◆ **INSTRUCTIONS TO FOLLOW**: Copy the lines from the one containing "If you could tag each instance of the elephant trunk" through the end of the material, substituting "elephant tusk" for "elephant ear" and leaving everything else unchanged. Leave the pictures out of your answer.

◆ **SOURCE MATERIAL**:
━━━━━━━━━━

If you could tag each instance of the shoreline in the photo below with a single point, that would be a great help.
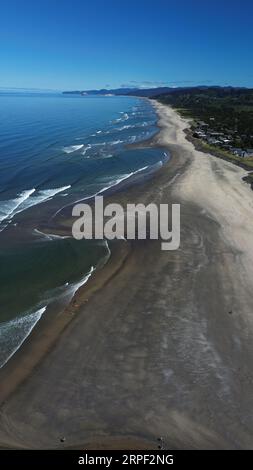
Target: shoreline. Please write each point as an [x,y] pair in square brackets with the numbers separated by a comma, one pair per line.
[163,347]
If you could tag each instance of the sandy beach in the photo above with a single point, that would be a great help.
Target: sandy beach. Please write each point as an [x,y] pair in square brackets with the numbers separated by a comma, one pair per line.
[157,343]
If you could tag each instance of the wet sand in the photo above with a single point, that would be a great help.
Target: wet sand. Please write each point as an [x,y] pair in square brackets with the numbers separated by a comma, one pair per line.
[161,342]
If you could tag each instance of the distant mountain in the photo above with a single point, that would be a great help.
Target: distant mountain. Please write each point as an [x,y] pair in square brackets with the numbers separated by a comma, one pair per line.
[159,91]
[103,91]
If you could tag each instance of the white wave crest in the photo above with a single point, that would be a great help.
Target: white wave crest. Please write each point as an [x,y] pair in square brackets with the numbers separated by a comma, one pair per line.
[72,148]
[8,209]
[14,332]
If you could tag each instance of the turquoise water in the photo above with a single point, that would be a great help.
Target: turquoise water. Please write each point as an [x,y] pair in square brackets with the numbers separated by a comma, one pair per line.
[55,150]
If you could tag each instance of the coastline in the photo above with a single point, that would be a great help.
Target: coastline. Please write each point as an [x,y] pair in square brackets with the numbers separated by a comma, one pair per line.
[120,359]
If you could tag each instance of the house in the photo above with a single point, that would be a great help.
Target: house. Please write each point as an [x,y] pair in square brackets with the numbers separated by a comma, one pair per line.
[239,152]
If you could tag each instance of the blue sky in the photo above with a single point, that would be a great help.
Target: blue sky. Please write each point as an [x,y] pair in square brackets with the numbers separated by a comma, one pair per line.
[82,44]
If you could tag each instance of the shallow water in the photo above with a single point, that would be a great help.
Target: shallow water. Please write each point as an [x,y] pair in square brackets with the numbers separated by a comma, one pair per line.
[55,150]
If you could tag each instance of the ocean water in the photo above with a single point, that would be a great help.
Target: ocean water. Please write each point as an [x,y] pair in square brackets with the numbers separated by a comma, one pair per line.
[54,150]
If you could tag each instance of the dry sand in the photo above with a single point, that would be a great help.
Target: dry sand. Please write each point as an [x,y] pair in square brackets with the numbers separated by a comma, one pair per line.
[163,346]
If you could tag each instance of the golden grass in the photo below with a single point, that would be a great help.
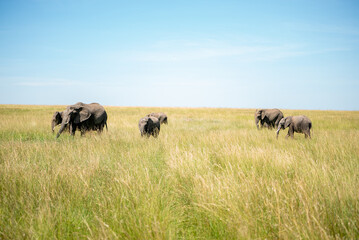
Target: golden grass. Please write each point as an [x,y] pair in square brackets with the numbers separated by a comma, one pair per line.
[209,175]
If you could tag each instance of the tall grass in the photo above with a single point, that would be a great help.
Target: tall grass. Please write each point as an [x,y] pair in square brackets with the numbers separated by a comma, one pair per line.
[209,175]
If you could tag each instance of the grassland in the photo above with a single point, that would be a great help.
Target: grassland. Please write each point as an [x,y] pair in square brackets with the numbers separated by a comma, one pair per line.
[209,175]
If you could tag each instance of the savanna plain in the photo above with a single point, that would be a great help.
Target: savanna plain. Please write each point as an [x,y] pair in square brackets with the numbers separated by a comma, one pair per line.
[209,175]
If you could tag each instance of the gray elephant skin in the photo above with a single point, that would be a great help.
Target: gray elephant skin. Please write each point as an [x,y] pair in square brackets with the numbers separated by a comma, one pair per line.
[299,124]
[84,117]
[56,120]
[268,118]
[149,126]
[160,116]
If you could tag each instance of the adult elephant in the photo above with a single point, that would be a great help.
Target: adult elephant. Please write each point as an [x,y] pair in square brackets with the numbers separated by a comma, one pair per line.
[149,126]
[268,117]
[299,124]
[56,120]
[84,117]
[160,116]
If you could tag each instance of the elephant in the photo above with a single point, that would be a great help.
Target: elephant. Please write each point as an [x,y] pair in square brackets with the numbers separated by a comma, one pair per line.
[56,120]
[299,124]
[268,118]
[149,126]
[84,117]
[161,117]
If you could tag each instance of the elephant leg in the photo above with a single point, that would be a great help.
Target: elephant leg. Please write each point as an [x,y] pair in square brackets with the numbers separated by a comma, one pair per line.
[82,129]
[290,132]
[307,134]
[73,129]
[276,123]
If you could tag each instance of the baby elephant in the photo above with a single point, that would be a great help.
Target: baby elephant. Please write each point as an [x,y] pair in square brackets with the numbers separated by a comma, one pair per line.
[149,126]
[161,117]
[299,124]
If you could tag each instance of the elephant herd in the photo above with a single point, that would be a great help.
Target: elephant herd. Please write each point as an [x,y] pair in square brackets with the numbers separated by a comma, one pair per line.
[93,117]
[274,118]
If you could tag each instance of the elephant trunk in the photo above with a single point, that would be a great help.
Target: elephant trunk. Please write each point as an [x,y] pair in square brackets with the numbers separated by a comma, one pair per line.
[53,126]
[63,125]
[257,121]
[278,131]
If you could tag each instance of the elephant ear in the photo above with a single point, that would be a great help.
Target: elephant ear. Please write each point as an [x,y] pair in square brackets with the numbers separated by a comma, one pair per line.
[263,115]
[288,121]
[83,115]
[58,117]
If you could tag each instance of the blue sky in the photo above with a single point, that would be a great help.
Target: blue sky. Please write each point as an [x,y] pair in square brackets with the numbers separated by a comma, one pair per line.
[241,54]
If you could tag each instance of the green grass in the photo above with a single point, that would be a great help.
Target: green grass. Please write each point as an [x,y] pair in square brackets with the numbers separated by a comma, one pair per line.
[209,175]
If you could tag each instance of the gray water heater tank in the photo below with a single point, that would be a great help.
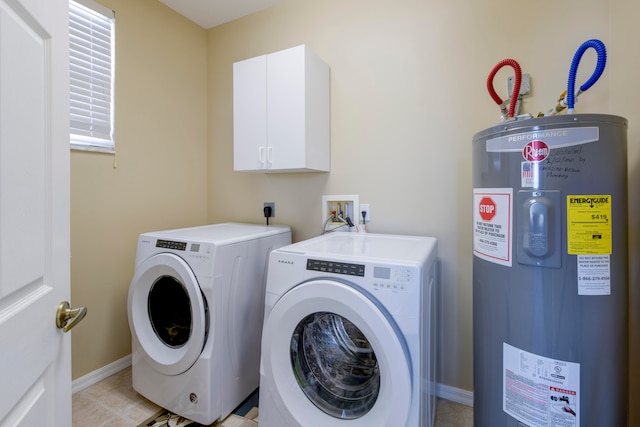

━━━━━━━━━━

◆ **OUTPUT**:
If you could tag each instance of the elephant trunk in the photo above with a single point, that would be a great help.
Target: elephant trunk. Please write each point as an [x,y] pair in square brackets with the numbers separated by a comma, one pair per line.
[53,126]
[63,125]
[257,121]
[278,131]
If you could tag each instance of the elephant tusk in the photo above with a single point, that would be a great help.
Target: elephant tusk. Please write each point as an [x,y] pair in square brackets with the numbers separated by a comma, one pair per line.
[263,115]
[288,121]
[83,115]
[58,117]
If you could tag each instance of the blue sky in the photo above with a single point, that would be a great help.
Target: blue sky. Please write each point as an [x,y] pair in square brackets with the numbers separated by a comma, one pair per line.
[241,54]
If you could tag each instance of the green grass in the photo above with a single point, that would be a great help.
Target: green grass. Please write each point as an [x,y] pair in square brackets with the numbers separated by a comma, one pair per line.
[209,175]
If you could tag each instance of the gray water heater tank in the photo below with a single point, that would be a great help.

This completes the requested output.